▸ **ASSIGNMENT**: Print every line of the listing below, starting with the line that holds "of the tree" and going on through the line that holds "Query: tree", both included, and print nothing else.

·····

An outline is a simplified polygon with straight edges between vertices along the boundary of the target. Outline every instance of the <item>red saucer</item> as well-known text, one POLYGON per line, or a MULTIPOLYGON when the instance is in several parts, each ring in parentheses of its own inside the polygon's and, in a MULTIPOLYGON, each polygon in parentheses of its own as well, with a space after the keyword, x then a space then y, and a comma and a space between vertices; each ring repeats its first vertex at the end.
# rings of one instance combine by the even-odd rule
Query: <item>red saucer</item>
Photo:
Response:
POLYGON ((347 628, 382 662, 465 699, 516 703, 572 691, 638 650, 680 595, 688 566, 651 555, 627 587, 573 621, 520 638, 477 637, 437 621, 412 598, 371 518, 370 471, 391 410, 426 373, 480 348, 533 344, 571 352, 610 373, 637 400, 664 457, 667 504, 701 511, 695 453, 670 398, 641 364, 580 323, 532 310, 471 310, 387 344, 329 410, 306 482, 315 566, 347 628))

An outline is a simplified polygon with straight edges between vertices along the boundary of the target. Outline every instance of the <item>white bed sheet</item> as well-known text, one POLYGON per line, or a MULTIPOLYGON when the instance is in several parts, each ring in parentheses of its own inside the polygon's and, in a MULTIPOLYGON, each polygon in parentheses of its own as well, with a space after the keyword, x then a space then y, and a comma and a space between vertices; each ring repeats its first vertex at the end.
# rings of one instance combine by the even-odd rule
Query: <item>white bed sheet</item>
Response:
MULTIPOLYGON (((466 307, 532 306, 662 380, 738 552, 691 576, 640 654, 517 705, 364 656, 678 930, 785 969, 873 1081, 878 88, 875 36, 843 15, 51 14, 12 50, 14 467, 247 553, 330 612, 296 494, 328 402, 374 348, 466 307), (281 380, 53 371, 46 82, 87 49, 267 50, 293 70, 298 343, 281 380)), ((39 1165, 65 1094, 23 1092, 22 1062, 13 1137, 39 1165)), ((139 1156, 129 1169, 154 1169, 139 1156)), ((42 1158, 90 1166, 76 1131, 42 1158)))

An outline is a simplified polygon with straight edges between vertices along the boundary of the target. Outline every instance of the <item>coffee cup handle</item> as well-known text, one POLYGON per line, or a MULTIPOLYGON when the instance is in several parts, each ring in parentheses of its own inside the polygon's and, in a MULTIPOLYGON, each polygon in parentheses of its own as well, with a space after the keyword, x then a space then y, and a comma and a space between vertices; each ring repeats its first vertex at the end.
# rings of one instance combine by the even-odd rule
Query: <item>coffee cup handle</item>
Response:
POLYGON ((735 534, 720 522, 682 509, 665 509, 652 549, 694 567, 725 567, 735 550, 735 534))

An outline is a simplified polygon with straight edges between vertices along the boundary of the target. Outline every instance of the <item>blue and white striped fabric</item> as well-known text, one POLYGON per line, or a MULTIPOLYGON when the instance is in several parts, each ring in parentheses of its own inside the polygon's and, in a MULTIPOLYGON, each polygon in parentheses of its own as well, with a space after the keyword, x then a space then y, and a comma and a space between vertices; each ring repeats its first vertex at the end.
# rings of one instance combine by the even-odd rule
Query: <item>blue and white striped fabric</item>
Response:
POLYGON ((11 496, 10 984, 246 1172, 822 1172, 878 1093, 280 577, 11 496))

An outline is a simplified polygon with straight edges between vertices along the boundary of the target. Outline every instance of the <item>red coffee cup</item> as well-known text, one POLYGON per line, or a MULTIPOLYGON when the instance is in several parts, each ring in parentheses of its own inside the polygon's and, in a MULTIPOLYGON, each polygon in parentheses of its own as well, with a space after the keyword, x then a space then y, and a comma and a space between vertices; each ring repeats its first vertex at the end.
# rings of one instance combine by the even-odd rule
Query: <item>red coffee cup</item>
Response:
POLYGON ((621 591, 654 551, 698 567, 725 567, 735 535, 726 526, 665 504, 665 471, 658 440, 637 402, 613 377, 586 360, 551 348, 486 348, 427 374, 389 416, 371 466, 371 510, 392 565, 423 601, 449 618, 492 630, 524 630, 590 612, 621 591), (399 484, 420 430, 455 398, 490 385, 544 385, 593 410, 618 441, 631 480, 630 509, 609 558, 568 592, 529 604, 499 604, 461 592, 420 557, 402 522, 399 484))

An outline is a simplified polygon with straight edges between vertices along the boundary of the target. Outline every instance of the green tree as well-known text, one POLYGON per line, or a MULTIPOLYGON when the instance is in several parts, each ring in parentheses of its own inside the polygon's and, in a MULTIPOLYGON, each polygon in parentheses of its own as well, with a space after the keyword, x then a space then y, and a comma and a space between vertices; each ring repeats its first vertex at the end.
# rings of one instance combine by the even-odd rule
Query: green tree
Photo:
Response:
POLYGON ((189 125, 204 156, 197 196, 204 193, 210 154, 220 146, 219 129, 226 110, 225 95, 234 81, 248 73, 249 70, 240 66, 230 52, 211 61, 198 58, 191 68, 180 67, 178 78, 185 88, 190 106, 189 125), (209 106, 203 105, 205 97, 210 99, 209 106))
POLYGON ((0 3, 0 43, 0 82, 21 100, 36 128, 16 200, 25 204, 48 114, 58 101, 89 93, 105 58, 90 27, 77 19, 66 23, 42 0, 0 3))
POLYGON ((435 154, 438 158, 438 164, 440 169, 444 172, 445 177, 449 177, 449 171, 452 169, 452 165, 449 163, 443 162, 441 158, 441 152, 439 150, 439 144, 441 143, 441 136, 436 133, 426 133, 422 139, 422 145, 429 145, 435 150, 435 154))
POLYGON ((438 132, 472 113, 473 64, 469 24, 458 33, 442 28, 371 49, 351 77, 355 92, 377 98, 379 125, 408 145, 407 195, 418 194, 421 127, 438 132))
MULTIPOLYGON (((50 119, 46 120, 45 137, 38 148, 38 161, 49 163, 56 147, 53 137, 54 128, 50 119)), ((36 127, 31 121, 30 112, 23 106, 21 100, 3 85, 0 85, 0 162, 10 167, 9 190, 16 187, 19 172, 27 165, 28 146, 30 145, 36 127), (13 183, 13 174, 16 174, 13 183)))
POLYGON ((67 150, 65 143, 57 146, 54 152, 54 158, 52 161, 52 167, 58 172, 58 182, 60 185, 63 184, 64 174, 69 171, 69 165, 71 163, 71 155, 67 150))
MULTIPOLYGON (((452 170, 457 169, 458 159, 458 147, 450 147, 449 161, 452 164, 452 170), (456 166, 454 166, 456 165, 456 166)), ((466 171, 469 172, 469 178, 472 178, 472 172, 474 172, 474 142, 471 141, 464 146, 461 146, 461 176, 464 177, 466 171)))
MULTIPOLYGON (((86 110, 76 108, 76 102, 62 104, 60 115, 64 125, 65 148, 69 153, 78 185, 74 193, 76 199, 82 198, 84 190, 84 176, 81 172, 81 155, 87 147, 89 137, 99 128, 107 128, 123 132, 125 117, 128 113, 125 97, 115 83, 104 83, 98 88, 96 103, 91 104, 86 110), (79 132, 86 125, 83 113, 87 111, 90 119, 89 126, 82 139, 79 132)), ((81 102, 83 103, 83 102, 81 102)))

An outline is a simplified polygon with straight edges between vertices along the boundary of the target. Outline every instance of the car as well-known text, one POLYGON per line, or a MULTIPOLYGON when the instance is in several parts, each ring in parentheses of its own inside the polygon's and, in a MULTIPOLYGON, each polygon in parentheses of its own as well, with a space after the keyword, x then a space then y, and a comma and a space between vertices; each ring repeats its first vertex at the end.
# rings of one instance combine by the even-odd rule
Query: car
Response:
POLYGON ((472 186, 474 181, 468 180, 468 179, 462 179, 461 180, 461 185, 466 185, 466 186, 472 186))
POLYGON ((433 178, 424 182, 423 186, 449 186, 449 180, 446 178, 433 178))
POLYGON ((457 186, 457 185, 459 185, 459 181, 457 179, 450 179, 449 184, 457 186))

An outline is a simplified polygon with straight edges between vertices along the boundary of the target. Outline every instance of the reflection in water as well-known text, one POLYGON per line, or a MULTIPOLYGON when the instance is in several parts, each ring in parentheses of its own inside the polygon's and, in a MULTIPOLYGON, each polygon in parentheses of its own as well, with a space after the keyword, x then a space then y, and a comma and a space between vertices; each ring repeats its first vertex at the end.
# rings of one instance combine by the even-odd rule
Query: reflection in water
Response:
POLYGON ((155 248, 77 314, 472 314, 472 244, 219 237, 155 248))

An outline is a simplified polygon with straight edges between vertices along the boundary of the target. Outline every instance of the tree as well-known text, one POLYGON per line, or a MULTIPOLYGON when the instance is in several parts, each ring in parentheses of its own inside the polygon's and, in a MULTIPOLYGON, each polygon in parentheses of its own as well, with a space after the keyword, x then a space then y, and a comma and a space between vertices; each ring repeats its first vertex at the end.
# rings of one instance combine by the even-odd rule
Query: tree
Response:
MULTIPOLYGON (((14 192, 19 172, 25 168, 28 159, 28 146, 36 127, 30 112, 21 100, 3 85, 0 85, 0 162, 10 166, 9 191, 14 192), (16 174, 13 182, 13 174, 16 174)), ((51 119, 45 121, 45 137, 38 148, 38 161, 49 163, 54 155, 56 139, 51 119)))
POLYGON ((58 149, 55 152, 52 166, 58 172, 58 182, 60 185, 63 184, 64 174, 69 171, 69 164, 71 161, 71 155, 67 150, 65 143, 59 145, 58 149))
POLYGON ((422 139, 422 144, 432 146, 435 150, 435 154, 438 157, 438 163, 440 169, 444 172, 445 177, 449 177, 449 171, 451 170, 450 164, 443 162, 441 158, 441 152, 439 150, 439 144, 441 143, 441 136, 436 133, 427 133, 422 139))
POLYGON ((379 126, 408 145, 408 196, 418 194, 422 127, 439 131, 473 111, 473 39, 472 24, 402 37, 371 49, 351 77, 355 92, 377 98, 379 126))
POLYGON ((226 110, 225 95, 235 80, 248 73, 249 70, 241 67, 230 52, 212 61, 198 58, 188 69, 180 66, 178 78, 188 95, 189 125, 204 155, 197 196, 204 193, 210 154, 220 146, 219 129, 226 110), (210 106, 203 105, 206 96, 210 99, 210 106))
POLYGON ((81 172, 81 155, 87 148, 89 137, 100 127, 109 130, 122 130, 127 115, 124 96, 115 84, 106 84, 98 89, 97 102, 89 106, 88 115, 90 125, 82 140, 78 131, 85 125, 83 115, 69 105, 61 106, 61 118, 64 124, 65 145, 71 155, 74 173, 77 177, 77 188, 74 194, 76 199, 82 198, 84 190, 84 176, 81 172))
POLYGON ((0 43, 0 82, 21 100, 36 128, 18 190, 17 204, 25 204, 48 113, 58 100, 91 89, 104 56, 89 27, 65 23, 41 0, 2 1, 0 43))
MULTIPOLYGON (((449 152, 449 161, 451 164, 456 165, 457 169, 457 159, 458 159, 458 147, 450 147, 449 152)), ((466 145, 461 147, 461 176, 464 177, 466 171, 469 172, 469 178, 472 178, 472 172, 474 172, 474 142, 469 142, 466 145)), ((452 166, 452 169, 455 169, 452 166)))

·····

▸ **RESULT FOR THIS EXERCISE**:
An outline is a simplified polygon with straight edges between vertices along the boundary of the target. Outline every instance of the tree as well-known text, one POLYGON per line, or a MULTIPOLYGON when the instance is in several parts, each ring in parentheses of its own inside the polygon's and, in a MULTIPOLYGON, each polygon in parentheses of its own as well, with a space after the keyword, x then a space then y, and a comma and a space between vertices; each ring repeats its first vertex at the end.
# rings of one instance combine by the even-odd rule
Query: tree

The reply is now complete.